Home Minister G.C. Kataria called it 'a massive tragedy' and said the stampede happened when a male devotee slipped and fell on the narrow path, triggering panic run that eventually led to so many deaths.
According to Kataria, after one man fell, the barricades gave away and the others coming down the hill also began to roll down the pathway.
'People just kept falling over one another,' he said.
Police sources and residents said there were 8,000-10,000 people in the temple when the tragedy struck.
The temple is located in the massive Mehrangarh fort in Jodhpur. It is one of the best maintained forts in the whole of India and is one of the major tourist attractions in Rajasthan.
On Tuesday, thousands had gathered at the temple to pray to mark the beginning of the Navratri festival.

▸ **Material**:

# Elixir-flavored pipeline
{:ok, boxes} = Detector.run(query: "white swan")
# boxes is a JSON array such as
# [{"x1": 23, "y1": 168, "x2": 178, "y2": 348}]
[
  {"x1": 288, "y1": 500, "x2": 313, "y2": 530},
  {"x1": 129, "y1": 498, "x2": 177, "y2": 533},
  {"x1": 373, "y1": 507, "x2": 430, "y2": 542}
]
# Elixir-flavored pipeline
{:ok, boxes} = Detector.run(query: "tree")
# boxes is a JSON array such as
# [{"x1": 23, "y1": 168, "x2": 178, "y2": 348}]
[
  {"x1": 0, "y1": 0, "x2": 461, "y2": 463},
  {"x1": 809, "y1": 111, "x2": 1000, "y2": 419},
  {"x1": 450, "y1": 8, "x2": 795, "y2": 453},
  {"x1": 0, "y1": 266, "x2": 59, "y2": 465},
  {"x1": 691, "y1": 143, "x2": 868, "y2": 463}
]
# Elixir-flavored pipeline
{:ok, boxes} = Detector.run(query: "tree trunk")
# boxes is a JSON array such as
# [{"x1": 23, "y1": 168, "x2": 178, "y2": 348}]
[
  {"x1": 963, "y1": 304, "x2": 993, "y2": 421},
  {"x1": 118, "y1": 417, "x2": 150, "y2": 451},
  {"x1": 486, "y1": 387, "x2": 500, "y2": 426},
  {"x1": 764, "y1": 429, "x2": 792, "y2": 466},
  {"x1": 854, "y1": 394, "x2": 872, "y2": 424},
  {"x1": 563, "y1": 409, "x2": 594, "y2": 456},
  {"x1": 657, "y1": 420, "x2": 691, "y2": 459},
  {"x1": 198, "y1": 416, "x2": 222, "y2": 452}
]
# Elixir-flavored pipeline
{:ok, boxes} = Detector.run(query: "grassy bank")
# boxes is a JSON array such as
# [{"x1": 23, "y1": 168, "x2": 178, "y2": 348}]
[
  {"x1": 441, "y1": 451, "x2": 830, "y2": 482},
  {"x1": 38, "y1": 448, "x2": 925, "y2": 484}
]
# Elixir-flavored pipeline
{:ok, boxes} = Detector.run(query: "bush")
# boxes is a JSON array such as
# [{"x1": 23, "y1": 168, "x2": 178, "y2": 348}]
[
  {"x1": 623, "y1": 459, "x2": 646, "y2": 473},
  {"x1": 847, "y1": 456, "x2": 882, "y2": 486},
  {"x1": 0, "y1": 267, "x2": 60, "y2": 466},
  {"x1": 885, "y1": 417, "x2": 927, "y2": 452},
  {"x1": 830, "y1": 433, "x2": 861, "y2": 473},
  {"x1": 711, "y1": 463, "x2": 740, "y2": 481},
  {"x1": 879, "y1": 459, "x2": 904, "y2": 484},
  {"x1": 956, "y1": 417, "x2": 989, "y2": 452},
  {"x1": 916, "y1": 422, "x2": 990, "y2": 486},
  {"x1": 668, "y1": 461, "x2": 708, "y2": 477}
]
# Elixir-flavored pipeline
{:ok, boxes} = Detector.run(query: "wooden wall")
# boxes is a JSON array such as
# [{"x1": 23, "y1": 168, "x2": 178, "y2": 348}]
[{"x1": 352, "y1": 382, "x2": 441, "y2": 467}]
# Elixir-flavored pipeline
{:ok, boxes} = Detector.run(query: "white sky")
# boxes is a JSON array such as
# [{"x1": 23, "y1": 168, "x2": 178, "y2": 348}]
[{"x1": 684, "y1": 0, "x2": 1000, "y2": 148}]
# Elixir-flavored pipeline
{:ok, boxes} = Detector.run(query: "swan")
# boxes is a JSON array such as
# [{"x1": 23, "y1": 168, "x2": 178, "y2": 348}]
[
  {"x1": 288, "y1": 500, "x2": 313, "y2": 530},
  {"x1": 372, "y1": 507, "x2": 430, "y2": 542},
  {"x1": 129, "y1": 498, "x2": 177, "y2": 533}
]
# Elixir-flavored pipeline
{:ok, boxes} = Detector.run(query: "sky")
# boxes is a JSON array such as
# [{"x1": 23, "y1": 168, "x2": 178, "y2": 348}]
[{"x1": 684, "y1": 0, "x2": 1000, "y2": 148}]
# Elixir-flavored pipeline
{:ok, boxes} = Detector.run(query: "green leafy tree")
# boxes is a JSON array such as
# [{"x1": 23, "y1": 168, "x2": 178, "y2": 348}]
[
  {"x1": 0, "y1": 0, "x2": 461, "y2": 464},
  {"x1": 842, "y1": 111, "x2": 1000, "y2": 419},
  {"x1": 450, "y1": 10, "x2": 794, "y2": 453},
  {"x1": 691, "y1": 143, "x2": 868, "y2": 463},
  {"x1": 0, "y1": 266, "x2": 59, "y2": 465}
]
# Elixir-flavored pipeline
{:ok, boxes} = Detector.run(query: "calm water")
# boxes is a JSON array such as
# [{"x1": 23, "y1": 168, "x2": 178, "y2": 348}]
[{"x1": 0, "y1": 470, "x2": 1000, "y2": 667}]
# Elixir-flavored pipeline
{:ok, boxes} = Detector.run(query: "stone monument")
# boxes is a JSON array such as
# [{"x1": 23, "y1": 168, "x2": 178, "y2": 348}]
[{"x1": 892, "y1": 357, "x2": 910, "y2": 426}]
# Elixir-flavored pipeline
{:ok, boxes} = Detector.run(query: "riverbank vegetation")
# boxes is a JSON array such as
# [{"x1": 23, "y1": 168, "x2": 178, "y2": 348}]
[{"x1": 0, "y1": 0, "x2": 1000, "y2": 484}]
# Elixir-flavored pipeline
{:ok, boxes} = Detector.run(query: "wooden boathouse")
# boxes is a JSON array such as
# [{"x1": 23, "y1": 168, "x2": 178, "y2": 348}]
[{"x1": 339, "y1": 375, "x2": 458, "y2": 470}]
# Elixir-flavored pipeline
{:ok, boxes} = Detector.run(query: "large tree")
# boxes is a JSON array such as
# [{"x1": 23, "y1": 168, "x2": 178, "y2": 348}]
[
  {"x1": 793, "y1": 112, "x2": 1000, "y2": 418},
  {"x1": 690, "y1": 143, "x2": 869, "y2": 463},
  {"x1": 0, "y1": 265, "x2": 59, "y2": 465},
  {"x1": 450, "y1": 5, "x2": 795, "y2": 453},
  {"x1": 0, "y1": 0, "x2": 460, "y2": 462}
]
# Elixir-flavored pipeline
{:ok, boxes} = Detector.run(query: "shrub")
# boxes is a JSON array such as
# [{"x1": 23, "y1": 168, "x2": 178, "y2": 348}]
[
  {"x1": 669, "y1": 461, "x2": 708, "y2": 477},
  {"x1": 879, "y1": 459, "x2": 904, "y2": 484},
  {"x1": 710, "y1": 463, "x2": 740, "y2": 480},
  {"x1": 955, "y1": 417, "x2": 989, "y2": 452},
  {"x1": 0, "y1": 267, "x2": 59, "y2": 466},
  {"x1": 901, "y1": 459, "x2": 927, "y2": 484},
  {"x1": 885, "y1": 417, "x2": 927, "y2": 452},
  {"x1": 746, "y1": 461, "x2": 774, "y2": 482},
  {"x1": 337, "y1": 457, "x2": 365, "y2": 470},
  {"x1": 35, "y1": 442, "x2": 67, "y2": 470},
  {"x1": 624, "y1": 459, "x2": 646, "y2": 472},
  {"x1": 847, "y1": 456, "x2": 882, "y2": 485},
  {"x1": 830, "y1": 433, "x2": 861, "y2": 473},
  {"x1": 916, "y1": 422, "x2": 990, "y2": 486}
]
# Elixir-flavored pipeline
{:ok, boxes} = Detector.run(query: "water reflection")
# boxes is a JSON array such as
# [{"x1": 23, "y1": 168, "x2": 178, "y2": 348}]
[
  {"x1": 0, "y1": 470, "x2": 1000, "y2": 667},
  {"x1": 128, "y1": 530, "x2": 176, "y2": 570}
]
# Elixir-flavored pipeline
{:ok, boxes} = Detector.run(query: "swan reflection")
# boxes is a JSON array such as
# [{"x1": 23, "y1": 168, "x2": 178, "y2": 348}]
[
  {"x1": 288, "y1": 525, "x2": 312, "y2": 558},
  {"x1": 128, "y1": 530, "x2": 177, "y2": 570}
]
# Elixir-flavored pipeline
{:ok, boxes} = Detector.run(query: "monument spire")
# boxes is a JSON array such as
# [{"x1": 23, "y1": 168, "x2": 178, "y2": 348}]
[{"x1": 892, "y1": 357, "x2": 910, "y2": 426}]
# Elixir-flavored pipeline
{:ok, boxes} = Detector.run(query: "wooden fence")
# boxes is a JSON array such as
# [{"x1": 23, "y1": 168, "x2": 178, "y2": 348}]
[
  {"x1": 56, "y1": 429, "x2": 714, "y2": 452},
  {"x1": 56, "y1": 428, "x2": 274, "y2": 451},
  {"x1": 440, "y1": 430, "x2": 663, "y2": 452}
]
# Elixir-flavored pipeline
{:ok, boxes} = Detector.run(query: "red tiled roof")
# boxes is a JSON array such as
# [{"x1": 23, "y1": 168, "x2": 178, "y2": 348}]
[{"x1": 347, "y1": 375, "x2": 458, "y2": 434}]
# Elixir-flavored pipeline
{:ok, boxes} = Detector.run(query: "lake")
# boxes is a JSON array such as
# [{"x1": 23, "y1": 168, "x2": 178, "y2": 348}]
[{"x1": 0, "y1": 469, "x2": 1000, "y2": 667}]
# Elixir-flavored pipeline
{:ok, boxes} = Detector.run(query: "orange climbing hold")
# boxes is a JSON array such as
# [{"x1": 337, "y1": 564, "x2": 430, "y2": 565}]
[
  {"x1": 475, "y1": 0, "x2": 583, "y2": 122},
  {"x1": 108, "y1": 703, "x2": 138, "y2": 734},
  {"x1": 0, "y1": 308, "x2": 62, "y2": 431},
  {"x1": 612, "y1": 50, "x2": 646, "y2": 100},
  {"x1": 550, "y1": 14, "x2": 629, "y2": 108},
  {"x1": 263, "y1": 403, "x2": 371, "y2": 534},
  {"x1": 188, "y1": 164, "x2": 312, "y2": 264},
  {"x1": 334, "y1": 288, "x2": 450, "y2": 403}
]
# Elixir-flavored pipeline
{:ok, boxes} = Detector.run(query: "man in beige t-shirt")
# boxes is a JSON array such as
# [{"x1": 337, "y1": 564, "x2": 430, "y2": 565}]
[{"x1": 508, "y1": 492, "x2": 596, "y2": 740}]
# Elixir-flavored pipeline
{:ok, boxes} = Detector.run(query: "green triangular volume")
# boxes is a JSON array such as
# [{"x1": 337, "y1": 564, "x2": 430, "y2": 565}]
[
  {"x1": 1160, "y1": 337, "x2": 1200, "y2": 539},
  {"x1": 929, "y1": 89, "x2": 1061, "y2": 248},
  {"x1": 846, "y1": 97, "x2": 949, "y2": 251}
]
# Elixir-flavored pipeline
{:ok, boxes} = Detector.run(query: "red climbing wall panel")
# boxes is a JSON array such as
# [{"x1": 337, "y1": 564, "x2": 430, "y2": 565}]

▸ **Requests**:
[a] Answer these questions from the stampede report, one answer per line:
(i) Who called the stampede "a massive tragedy"?
(ii) According to police sources and residents, how many people were in the temple when the tragedy struck?
(iii) The beginning of which festival had drawn thousands to pray at the temple?
[b] Condense the paragraph of the stampede report that begins "The temple is located" into a single sentence, keeping its main facts.
[c] Extend the stampede report with a few more sentences that follow on from its final one.

▸ **Answers to the tasks**:
[a]
(i) Home Minister G.C. Kataria
(ii) 8,000-10,000 people
(iii) Navratri

[b] The temple is in Jodhpur's massive Mehrangarh fort, one of India's best-maintained forts and a major tourist attraction in Rajasthan.

[c]
'There were at least 10,000 people when the incident occurred at around 5.30 a.m. I suddenly saw people running and falling on one another. There was complete chaos,' a young man, Sharat, told IANS.
Once the stampede ended, others from down the hill rushed up and started carrying the victims to the base of the hill.
Chamunda was the favourite goddess of Rao Jodha, the king of Jodhpur. He brought her idol from his old capital of Mandore in 1460 and installed it at the Mehrangarh fort. The goddess remains the patron deity of Jodhpur's royal family.